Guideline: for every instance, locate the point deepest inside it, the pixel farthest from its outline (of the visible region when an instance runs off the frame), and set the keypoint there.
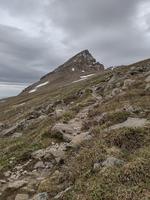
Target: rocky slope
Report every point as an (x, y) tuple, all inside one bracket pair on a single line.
[(87, 140), (78, 67)]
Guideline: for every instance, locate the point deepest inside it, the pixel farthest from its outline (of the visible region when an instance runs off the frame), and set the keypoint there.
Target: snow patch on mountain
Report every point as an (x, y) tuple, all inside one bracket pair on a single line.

____________________

Reproduce every line of the records above, including the requests. Multiply each x and y coordinate in the answers by 2.6 and round to the nearest whole number, rounding halves up. Omit the pictures.

Guideline: for every instance, locate the point deepest inside it, the pixel farthest from its outline (of the visible region when an instance runs off the frame), and set the keypoint there.
Target: rocky slope
Report every point as an (x, y) tuple, all inside one bracket pair on a single line.
[(226, 364), (203, 174)]
Guideline: for every instance, locate the point deepest inside it, the pixel farthest from its outline (of the visible region when an instance runs off the frame), and set the keypoint there.
Target: snow patch on mountain
Report every point as an (x, y) tuple, all inside one bracket pair on a single line.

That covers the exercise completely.